#### EXTRACTED TEXT
WASHINGTON–Defense Secretary Robert Gates said Monday that he would use “all available legal options” to kill the alternate engine for the Joint Strike Fighter, unless Congress moves definitively to save the program in the next few weeks.

Gates called the extra engine, in development by General Electric and Rolls Royce, “an unnecessary and extravagant expense, particular during this period of fiscal contraction.” Continuing the program, he said, “would be a waste of nearly $3 billion… and the money is needed for higher priority defense efforts.”

Gates’ remarks give a major boost to Connecticut-based Pratt & Whitney, which makes the main engine for the JSF, in its years-long effort to beat back competition from the GE-Rolls partnership.

Gates made his comments as Congress girds for another major legislative tussle over this issue. House Republicans have crafted a spending bill for the rest of fiscal year 2011 that includes $450 million for the GE-Rolls alternate engine.

GE and Rolls Royce are lobbying aggressively to protect that funding, while Pratt & Whitney, along with its parent company United Technologies Corp., is pushing to strip it out.

The battle is likely to come to a head in the next few days. Rep. John Larson, D-1st District, and others plan to propose an amendment that would remove the $450 million alternate engine funding from the broader spending bill.

In an interview last week, Larson called the alternate engine a “boondoggle.” House Republicans should cut funding for that before they take their budget axe to other vital domestic programs, such as low-income home energy assistance, Larson said.

Since 2006, Pentagon officials have said they no longer wanted the GE-Rolls Royce fall-back engine, arguing the Pratt model was on track and it was a waste of money to build both.

#### STATED GOAL A
Return the passage of the Joint Strike Fighter engine article starting at "WASHINGTON–Defense Secretary Robert" and ending at "next few weeks.".
#### STATED GOAL B
Can you write the next part of the Joint Strike Fighter engine article, continuing from its last paragraph?

#### STORED DATA

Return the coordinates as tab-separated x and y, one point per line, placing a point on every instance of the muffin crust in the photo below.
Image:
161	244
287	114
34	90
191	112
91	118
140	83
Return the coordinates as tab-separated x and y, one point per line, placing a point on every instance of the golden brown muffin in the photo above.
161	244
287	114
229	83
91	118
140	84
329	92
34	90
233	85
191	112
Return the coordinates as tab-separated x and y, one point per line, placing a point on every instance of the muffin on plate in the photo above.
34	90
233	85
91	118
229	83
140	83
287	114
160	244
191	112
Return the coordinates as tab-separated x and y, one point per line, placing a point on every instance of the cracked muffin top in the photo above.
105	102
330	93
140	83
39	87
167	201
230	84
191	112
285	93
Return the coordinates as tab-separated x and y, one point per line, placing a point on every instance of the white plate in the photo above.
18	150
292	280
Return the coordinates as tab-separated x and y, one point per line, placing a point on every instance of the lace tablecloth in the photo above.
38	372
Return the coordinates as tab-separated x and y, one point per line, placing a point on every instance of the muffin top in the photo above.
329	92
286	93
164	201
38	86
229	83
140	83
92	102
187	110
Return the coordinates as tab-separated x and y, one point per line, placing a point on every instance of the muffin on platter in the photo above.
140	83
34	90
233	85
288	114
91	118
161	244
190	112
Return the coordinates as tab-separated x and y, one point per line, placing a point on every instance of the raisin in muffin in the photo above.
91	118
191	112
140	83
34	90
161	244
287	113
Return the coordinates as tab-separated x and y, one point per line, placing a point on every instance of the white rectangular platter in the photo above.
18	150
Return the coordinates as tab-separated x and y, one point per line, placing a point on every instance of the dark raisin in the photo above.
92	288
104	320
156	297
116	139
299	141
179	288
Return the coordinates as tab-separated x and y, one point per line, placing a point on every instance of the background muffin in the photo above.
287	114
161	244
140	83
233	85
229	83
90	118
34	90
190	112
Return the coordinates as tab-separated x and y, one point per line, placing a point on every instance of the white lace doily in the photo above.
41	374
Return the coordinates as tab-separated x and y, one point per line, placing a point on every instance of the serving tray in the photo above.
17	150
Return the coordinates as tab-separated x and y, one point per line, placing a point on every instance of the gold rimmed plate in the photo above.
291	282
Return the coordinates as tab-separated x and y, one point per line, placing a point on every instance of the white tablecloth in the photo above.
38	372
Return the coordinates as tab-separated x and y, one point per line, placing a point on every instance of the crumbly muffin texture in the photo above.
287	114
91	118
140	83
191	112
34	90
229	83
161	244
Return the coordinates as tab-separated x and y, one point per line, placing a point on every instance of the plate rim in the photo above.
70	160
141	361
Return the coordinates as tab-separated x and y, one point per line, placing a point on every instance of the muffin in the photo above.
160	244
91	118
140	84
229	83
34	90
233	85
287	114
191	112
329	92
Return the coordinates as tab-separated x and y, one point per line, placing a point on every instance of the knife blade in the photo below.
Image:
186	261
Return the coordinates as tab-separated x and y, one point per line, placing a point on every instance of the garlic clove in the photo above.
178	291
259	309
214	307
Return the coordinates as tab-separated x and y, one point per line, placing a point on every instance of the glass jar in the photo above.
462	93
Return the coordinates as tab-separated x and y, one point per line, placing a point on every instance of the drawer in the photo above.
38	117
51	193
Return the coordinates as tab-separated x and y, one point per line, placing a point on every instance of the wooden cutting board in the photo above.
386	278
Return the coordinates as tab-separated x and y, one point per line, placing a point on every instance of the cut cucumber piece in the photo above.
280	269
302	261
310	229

#### TASK ANSWER A
WASHINGTON–Defense Secretary Robert Gates said Monday that he would use “all available legal options” to kill the alternate engine for the Joint Strike Fighter, unless Congress moves definitively to save the program in the next few weeks.

#### TASK ANSWER B
But Congress has repeatedly ignored DOD’s request, agreeing with GE’s pitch that maintaining competition in the JSF program would keep costs down over the long term. The new House GOP majority, including Speaker John Boehner, R-Ohio, and Eric Cantor, R-Va., have been particularly supportive of GE’s position. Both their home states would benefit if the alternate engine is preserved, since GE has a plant in Ohio and Rolls Royce has a facility in Virginia.

Given that Boehner and Cantor now control the House, Larson, the House Democratic Caucus chair, conceded that his amendment faces an uphill battle.  Even during the last Congress, when his party held a sizeable majority, Larson was unable to win House passage of a similar provision nixing the extra engine funding.

The best case scenario for opponents of the alternate engine is if Congress deadlocks over the funding bill. A stop-gap measure now in place to keep the government running is set to expire on March 4.

Gates, in his comments on Monday, noted that while the House has voted for continued funding for the alternate engine, the Senate has not. And he signaled he would make the final call on the program himself if lawmakers failed to do so.

“The Congress has not spoken with one voice on this matter and the department has been operating this fiscal year under ambiguous guidance at best,” he said.

Until now, he said, “I decided to continue funding the JSF extra engine on a month to month basis,” so Congress could resolve the matter.

But that has cost taxpayers $28 million a month “for an excessive and a unjustified program that is slated for termination,” Gates said. So “when the current continuing resolution expires, I will look at all available legal options to close down this program.”

Gates declined to elaborate on what his options are. “My hope is, quite frankly, that there will be a debate about this on the floor of the House this week and that members will address this directly,” he said. “And my hope is that particularly the new members who are interested in fiscal responsibility will see this as an opportunity to save $3 billion for the taxpayers that can be put to better use.”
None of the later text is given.